### PASSAGE PROVIDED:
=-=-=-=-=
The recruitment stage is where it starts. Our Findem research shows that 57% of talent leaders want to hire a more workforce as one of their top three priorities, but sourcing candidates is a challenge for 43% of leaders.

In this article, we’ll discuss what diversity, equity, inclusion, and belonging are, the importance of focusing your recruitment and retention strategies on these initiatives, and how to overcome the challenges.

Definition of Diversity, Equity, Inclusion, and Belonging (DEIB)

Diversity, equity, inclusion, and belonging (DEIB) are four concepts that work together to boost team dynamics, productivity, and innovation within your organization. With DEIB at the core of your mission, you ensure that each team member has equal opportunities to do their best work and feels valued.

Here’s a breakdown of each concept:

  • Diversity refers to the demographics of your workplace, which includes ethnicity, gender, sexual orientation, age, military/veteran status, location, nationality, disability status, skills, and many other factors. It can be challenging to diversify teams. And when you do succeed, having a certain percentage of diversity won’t transform your team—it’s the environment that you foster for diverse employees that brings real change.
  • Equity gives each employee fair and equal access, opportunities, and advancements, regardless of their diversity background. This can require companies to actively break down employees’ barriers to success. For example, if a new hire has a disability, an equitable workplace ensures that the resources are readily accessible to help that employee succeed. Equity means that each team member has the proper resources to do their job, with equal opportunity.
  • Inclusion ensures everyone on the team is treated fairly and respectfully, despite differences. Garter reports that inclusive teams have 30% better performance. Inclusion is about how employees interact. Are their ideas well-received? Are colleagues uplifting? Do employees offer each other constructive feedback?
  • Belonging centers around the employee experience of feeling accepted in the workplace. Every team member should feel that their perspective is valued and adds something useful. Belonging to a team implies a sense of value—that an employee is needed and wanted. A simplistic example is if a leadership team is composed of nine seasoned managers and a young, new manager. This could make the new manager feel like an outlier with little value to offer. But, if the others actively encourage the new manager to voice ideas and input, provide equal opportunity for this manager to lead projects and grow, etc., this helps the new manager to feel valued and respected. It delivers a sense of belonging.
=-=-=-=-=
### EXTRACTED ENTRIES:
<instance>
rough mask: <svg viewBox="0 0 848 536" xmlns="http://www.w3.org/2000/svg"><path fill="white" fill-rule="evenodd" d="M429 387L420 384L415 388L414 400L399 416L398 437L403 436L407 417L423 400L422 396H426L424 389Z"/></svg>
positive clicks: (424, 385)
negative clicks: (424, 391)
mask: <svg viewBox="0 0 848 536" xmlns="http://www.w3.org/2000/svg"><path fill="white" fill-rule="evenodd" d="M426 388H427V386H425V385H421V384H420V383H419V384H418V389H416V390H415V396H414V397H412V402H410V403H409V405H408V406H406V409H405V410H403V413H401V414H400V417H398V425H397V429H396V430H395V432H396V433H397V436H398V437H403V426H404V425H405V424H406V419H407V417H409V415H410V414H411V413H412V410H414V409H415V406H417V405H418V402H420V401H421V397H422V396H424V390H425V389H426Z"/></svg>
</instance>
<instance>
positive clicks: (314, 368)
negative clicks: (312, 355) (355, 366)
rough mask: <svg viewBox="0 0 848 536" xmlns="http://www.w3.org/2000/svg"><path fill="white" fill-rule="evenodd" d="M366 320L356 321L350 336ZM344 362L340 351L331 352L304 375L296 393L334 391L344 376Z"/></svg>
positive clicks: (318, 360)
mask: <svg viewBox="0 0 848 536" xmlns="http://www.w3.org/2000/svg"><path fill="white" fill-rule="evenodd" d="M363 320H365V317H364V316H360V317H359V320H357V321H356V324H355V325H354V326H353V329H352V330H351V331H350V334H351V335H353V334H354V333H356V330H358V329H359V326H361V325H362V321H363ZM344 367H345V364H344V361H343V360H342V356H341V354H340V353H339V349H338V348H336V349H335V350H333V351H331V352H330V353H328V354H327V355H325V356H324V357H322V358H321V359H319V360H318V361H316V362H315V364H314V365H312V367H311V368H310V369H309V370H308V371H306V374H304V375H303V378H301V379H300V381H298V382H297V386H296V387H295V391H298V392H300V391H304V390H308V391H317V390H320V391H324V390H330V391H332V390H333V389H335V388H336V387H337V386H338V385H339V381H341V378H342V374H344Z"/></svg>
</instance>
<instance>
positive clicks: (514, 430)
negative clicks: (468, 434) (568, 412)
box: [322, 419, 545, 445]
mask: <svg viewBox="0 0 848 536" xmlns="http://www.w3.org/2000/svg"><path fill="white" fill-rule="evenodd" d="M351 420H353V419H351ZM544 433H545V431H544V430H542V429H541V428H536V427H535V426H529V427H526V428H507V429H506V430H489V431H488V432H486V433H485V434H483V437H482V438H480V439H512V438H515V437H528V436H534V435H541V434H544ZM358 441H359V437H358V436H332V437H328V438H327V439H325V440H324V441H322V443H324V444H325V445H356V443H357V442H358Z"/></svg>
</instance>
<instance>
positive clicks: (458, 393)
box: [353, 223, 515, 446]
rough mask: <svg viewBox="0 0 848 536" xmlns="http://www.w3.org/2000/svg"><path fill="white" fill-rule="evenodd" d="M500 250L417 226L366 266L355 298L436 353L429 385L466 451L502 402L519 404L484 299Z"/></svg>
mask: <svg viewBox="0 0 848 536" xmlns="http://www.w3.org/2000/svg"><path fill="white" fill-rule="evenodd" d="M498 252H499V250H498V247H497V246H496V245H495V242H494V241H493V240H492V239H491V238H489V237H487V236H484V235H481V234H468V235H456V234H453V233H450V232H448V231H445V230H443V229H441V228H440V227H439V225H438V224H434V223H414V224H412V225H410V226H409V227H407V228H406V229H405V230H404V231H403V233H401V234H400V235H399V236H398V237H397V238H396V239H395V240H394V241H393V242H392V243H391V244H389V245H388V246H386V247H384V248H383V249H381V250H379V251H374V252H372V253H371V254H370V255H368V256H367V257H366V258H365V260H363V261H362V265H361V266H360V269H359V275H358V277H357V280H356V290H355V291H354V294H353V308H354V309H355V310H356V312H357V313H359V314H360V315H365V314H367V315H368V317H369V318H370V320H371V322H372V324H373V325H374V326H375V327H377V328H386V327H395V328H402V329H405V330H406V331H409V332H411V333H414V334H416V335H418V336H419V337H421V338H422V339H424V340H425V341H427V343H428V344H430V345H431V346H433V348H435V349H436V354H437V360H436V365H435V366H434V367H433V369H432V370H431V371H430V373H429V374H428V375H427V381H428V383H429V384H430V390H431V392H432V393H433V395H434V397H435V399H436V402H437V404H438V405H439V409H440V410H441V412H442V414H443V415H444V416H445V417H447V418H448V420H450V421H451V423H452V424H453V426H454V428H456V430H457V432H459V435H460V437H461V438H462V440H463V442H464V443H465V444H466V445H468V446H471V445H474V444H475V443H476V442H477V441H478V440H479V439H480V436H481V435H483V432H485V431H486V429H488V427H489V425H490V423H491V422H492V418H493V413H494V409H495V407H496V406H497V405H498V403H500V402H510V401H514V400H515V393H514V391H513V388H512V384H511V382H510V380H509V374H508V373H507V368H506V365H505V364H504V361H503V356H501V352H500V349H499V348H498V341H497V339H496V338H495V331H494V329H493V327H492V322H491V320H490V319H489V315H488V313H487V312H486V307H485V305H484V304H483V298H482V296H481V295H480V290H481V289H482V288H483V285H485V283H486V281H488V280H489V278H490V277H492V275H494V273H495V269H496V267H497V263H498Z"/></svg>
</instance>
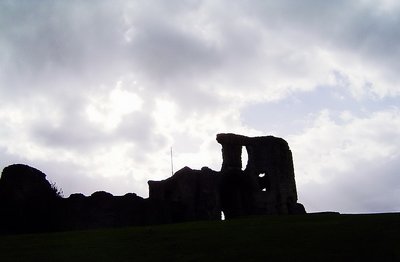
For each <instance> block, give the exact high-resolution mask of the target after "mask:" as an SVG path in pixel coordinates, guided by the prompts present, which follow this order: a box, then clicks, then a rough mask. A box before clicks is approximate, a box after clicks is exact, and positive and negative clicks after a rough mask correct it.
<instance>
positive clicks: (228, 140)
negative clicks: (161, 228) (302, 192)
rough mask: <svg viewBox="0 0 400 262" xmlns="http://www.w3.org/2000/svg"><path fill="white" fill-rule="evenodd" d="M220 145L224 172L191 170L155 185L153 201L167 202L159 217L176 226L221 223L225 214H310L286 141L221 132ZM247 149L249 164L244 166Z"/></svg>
mask: <svg viewBox="0 0 400 262" xmlns="http://www.w3.org/2000/svg"><path fill="white" fill-rule="evenodd" d="M217 141H218V143H220V144H221V145H222V160H223V161H222V167H221V171H220V172H216V171H211V170H210V169H205V168H203V169H202V170H192V169H190V168H188V167H185V168H183V169H182V170H179V171H178V172H176V173H175V174H174V176H172V177H171V178H168V179H166V180H164V181H149V191H150V200H151V201H156V202H158V203H163V204H159V206H162V208H161V210H163V212H162V214H161V215H160V214H159V216H161V217H164V219H166V220H168V221H175V222H176V221H187V220H196V219H214V218H215V219H216V218H219V216H220V212H221V211H223V212H224V214H225V218H227V219H229V218H234V217H238V216H245V215H260V214H295V213H305V211H304V208H303V206H302V205H301V204H299V203H297V191H296V183H295V177H294V168H293V159H292V152H291V151H290V149H289V145H288V144H287V142H286V141H285V140H283V139H282V138H277V137H273V136H263V137H246V136H242V135H236V134H218V135H217ZM243 150H246V151H247V154H248V162H247V163H242V155H243ZM206 170H208V171H207V172H205V171H206ZM206 174H207V175H206ZM204 181H207V182H206V183H205V182H204ZM207 191H208V192H211V193H205V192H207ZM199 192H200V193H199ZM209 199H212V201H211V202H212V203H213V204H212V205H210V204H208V202H210V201H209ZM206 202H207V203H206ZM200 207H202V208H200ZM218 208H219V210H218ZM207 209H208V210H207ZM199 210H202V211H201V212H200V211H199ZM206 214H208V215H206ZM210 214H211V215H210Z"/></svg>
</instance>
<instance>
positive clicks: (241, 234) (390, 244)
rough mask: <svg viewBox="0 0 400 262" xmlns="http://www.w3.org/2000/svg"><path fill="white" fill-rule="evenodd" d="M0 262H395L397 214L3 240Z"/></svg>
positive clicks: (28, 237) (397, 220) (274, 220)
mask: <svg viewBox="0 0 400 262" xmlns="http://www.w3.org/2000/svg"><path fill="white" fill-rule="evenodd" d="M0 261H2V262H5V261H56V262H61V261H68V262H71V261H96V262H100V261H400V213H395V214H371V215H335V214H318V215H316V214H315V215H302V216H263V217H250V218H243V219H237V220H232V221H213V222H193V223H183V224H173V225H162V226H149V227H132V228H118V229H104V230H91V231H77V232H62V233H50V234H32V235H12V236H0Z"/></svg>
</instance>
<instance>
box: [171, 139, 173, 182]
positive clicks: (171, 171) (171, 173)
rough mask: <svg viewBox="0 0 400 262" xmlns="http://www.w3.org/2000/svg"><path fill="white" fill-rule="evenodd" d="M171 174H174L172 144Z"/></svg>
mask: <svg viewBox="0 0 400 262" xmlns="http://www.w3.org/2000/svg"><path fill="white" fill-rule="evenodd" d="M171 174H172V175H174V161H173V160H172V146H171Z"/></svg>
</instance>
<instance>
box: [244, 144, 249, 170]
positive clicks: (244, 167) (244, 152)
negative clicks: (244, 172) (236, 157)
=-=-=-=-=
### APPLY WHAT YOU READ:
A - Answer these from the DEIB article:
(i) What percentage of leaders say sourcing candidates is a challenge?
(ii) In the leadership team example, how many seasoned managers are on the team with the young, new manager?
(iii) According to the article, what does diversity refer to?
B - Retype the part of the records that opens with their first line and closes with the line containing "positive clicks: (424, 385)", both ends included, keeping every character unchanged.

### RESULTS BY TASK:
A -
(i) 43%
(ii) Nine
(iii) The demographics of your workplace

B -
<instance>
rough mask: <svg viewBox="0 0 848 536" xmlns="http://www.w3.org/2000/svg"><path fill="white" fill-rule="evenodd" d="M429 387L420 384L415 388L414 400L399 416L398 437L403 436L407 417L423 400L422 396H426L424 389Z"/></svg>
positive clicks: (424, 385)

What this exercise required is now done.